La ciencia centra su atención en conceptos trascendentales
como materia, energía, movimiento, velocidad, cambio, causa, efecto, masa,
carga, espacio, tiempo, etc., para
alcanzar nuevas y más amplias comprensiones de la realidad. Sin embargo,
los principales conceptos científicos son en efecto filosóficos y muchos
científicos se han conducido más bien como filósofos en la necesidad de
comprender críticamente el significado profundo de la realidad que emerge de la
observación y la experimentación. Si los mitos y leyendas de la tradición y las
explicaciones acientíficas de los fenómenos de la naturaleza terminan por ser
arrollados y destruidos por la ciencia, las preguntas sobre las últimas
cuestiones surgen una y otra vez, buscando siempre una renovada y fresca
respuesta que la ciencia es incapaz de proveer.
Las insuficiencias de la ciencia
A pesar de su devastadora crítica sobre la filosofía, la
ciencia no ha logrado sustituir el objetivo de este antiguo saber dedicado a
dar respuesta a las preguntas más fundamentales de la existencia. Aunque día a
día ella devela más trozos de verdad de aquella realidad que nos parece a
primera vista tan caótica, en la escala de su quehacer la realidad como
totalidad y unidad siempre permanecerá inasible. De hecho no sólo no ha sido
capaz de dar respuesta satisfactoria a las preguntas que más nos inquietan,
sino que su accionar ha corroído en tal grado a la filosofía que nuestra época
se encuentra sin un rumbo definido. Comprender la existencia a través del
conocimiento racional había sido precisamente el objetivo perenne y principal
de la filosofía, y este vacío la ciencia ha pretendido ocuparlo, consiguiendo
sólo que el prosaico e interesado comercio, con su implacable publicidad, se
encargue de decirnos a cada instante qué es la felicidad y cómo alcanzarla,
mientras la identifica con ninguna otra cosa que no sea el consumo de algún
producto de la economía, incluidos los temas científicos de moda, como agujeros
negros, dinosaurios, vida extraterrestre, y los pseudo científicos, como la
Atlántida, Pié Grande, el Triángulo de las Bermudas, el tarot, Nessie y otras
banalidades que apasionan a multitudes.
El mito de nuestra época es la creencia que la ciencia
terminará por darnos las respuestas a las preguntas más fundamentales, como
indicarnos cuál es el sentido de una vida que termina necesariamente en la
muerte, cuál es la relación entre el ser humano y la naturaleza, qué conocemos,
qué hace que la persona sea la finalidad del Estado, y otras preguntas aún más
fundamentales como también más abstractas, como qué son el ser y la existencia,
la esencia y la realidad. Para ello nuestra época ha puesto todo el empeño en
el descubrimiento científico en la suposición que cuando el universo termine
por ser develado, se habrá encontrado la luz. Sin embargo, son justamente la
óptica y la metodología de la vilipendiada filosofía las que nos pueden
proporcionar tales respuestas.

■ REGISTROS ■

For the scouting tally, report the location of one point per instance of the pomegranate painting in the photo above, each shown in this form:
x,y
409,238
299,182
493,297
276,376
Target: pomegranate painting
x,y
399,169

■ TAREA 1 ■
Resume en dos oraciones el texto sobre la ciencia y la filosofía.
■ TAREA 2 ■
Retoma el texto sobre la ciencia y la filosofía y continúalo a partir de su última oración.

■ RESPUESTA 1 ■
La ciencia estudia conceptos como materia, energía o tiempo para comprender mejor la realidad, pero esos conceptos son en efecto filosóficos, y la ciencia, pese a su devastadora crítica sobre la filosofía, no ha logrado responder las preguntas más fundamentales de la existencia. El mito de nuestra época es creer que la ciencia terminará dándonos esas respuestas, cuando son la óptica y la metodología de la filosofía las que pueden proporcionarlas.

■ RESPUESTA 2 ■
El referente filosófico del mito científico es que
recopilando y analizando datos y más datos ad
infinitum a través de la observación y la experimentación, se podrá
progresivamente llegar a tener aquel conocimiento universal que buscaba
Aristóteles y que Platón daba el carácter de absoluto. Sin embargo, aunque se
llenen trillones de trillones de megabytes de información científica en la
memoria de supercomputadores y se los haga funcionar interminablemente en análisis
de datos, en esta escala seguiremos siendo muy ignorantes. La sabiduría se
puede alcanzar solo a través de nuestra capacidad de abstracción en el silencio
de la reflexión. No es la cantidad de datos, sino su relevancia y lo que
nuestra mente consigue entrever lo que resulta importante. El mundo conceptual
más universal es necesariamente más abstracto. Es de relaciones ontológicas
cada vez más trascendentales. La inteligencia artificial podrá ser
extraordinariamente veloz y procesar una infinidad de datos, pero difícilmente
podrá suplantar la inteligencia humana en relacionar ontológicamente
representaciones para llegar a conceptos más abstractos y universales.
Tras la intensa incursión de la ciencia en nuestra cultura,
el saber objetivo se enfrenta con un problema. Éste se refiere a la más
completa ausencia de un sistema conceptual que unifique la pluralidad de la
realidad con el objeto de hallar su racionalidad última. La razón de que este
sistema no exista en la actualidad se debe a que el sistema conceptual
tradicional basado en el dualismo (léase idealismo, racionalismo,
existencialismo, fenomenología, etc.), que ya alcanzaba alturas absolutas de
conocimiento, terminó por caer desde aquellos mundos ideales y nominales,
destruido estrepitosamente por la lógica de la ciencia y la certeza del
conocimiento empírico.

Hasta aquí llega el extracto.